## Trecho citado
____________

Cobra Kai solta a mão da nostalgia para se reinventar, mas vê fôlego se exaurir

Mesmo com carisma inabalável, série tropeça ao implodir desenvolvimento de personagens

18.07.2024, às 06H00.
Atualizada em 18.07.2024, ÀS 17H42

Que Cobra Kai nunca almejou renegar sua relação de nostalgia com os fãs não é segredo para ninguém. A série encontrou sucesso ao abraçar a galhofa e a memória afetiva, e saber se reinventar entre cada temporada sempre foi um dos grandes méritos do derivado de Karatê Kid. A insistência em repetir subtramas surgiam como obstáculos constantes, porém, e esse se torna o principal tropeço na Parte 1 da sexta temporada.

O quinto ano, um dos melhores da série, foi extremamente competente ao colocar um ponto final em arcos longos e preparar o terreno para o embate final. Com Terry Silver (Thomas Ian Griffith) derrotado e o Cobra Kai fora de cena, Daniel LaRusso (Ralph Macchio) e Johnny Lawrence (William Zabka) pareciam finalmente ter deixado a rivalidade para trás com a união dos dojos Miyagi-Do e Presa de Águia. O mesmo vale para o núcleo jovem, já que o conflito do quadrado amoroso entre Tory (Peyton List), Samantha (Mary Mouser), Robby (Tyler Buchanan) e Miguel (Xolo Maridueña) se arrastava há um bom tempo.

Ao entrar em sua sexta temporada, Cobra Kai parecia ter superado todos estes conflitos e estava pronta para olhar para o futuro. O amadurecimento de seus personagens, mesmo que conquistado a passos lentos, estava consolidado, como bem mostrado na cena de lavação de roupa suja entre Tory e Sam. O problema surge quando este desenvolvimento é implodido para gerar novas crises que justifiquem a extensão do novo ano em 3 partes de cinco episódios - um preço alto que nem mesmo o carisma inabalável da série consegue equilibrar.

Quem mais sofre com essa "reciclagem" de arcos é Johnny Lawrence, que volta a ganhar ares de protagonista no novo ano. O personagem que começou como um fracassado preso às glórias da juventude e ao rancor de sua derrota para Daniel havia encontrado o caminho para finalmente se tornar um adulto do qual sua família pudesseode se orgulhar. Desta forma, é quase injustificável que sua eterna implicância com LaRusso e o estilo Miyagi-Do continue ressurgindo, apenas para que as duas principais figuras da série voltem a ficar em lados opostos.

O problema dessa escolha não é criar novos conflitos entre os dois. Algumas cicatrizes levam tempo para curar e um acerto de contas não é uma declaração de paz definitivaatemporal. Pessoas têm dias ruins e é mais do que natural que recaídas aconteçam em Cobra Kai, afinal, a humanidade de seus personagens também é um dos principais atributos da série. Mas é difícil de engolir que o desenvolvimento de cinco temporadas vá por água abaixo com brigas e picuinhas tão pequenas como as mostradas no novo ano.

____________

## Trechos dos dados
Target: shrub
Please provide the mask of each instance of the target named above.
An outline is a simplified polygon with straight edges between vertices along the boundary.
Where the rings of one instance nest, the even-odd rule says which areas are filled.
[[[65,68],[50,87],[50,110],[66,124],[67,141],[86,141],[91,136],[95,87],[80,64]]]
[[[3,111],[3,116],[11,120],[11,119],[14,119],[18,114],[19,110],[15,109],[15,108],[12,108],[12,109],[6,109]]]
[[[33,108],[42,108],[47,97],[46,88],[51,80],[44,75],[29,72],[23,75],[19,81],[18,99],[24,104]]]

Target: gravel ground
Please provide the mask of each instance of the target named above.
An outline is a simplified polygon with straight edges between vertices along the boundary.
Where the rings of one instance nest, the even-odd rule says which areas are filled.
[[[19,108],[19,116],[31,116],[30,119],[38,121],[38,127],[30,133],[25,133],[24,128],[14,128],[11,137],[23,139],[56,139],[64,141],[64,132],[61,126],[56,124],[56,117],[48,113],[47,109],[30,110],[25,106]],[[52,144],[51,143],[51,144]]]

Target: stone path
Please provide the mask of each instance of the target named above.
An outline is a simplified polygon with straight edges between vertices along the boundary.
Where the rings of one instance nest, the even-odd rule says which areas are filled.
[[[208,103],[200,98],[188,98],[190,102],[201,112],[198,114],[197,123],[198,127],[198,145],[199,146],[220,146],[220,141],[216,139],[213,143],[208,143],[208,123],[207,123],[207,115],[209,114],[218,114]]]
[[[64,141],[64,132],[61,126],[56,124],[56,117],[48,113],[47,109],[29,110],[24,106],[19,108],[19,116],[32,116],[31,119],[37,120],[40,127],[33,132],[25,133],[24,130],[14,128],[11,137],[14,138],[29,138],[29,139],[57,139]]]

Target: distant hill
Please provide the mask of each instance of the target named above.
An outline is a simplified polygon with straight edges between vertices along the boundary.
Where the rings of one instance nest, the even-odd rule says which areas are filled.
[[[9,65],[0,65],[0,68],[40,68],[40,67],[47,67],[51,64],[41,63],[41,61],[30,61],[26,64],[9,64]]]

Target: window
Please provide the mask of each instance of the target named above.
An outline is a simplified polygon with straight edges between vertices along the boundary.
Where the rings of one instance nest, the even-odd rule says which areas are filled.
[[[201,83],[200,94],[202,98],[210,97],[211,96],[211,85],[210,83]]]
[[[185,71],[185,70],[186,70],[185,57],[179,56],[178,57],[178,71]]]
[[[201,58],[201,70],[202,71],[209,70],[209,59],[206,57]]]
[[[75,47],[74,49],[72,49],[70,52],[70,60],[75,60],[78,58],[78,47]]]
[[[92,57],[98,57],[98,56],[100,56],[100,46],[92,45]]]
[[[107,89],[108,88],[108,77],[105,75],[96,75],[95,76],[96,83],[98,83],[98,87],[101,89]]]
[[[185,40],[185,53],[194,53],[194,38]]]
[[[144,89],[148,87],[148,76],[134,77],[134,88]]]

____________

## Tarefas a realizar
1 > Troque "nostalgia" por "saudade" e reescreva o trecho citado entre "Cobra Kai solta" e "da sexta temporada.", inclusive.
2 > Copie sem nenhuma alteração as linhas da listagem que vão da linha que contém "Target: window" até o fim da listagem, inclusive.

## Soluções em ordem
1 >
Cobra Kai solta a mão da saudade para se reinventar, mas vê fôlego se exaurir

Mesmo com carisma inabalável, série tropeça ao implodir desenvolvimento de personagens

18.07.2024, às 06H00.
Atualizada em 18.07.2024, ÀS 17H42

Que Cobra Kai nunca almejou renegar sua relação de saudade com os fãs não é segredo para ninguém. A série encontrou sucesso ao abraçar a galhofa e a memória afetiva, e saber se reinventar entre cada temporada sempre foi um dos grandes méritos do derivado de Karatê Kid. A insistência em repetir subtramas surgiam como obstáculos constantes, porém, e esse se torna o principal tropeço na Parte 1 da sexta temporada.

2 >
Target: window
Please provide the mask of each instance of the target named above.
An outline is a simplified polygon with straight edges between vertices along the boundary.
Where the rings of one instance nest, the even-odd rule says which areas are filled.
[[[201,83],[200,94],[202,98],[210,97],[211,96],[211,85],[210,83]]]
[[[185,71],[185,70],[186,70],[185,57],[179,56],[178,57],[178,71]]]
[[[201,58],[201,70],[202,71],[209,70],[209,59],[206,57]]]
[[[75,47],[74,49],[72,49],[70,52],[70,60],[75,60],[78,58],[78,47]]]
[[[92,57],[98,57],[98,56],[100,56],[100,46],[92,45]]]
[[[107,89],[108,88],[108,77],[105,75],[96,75],[95,76],[96,83],[98,83],[98,87],[101,89]]]
[[[185,40],[185,53],[194,53],[194,38]]]
[[[144,89],[148,87],[148,76],[134,77],[134,88]]]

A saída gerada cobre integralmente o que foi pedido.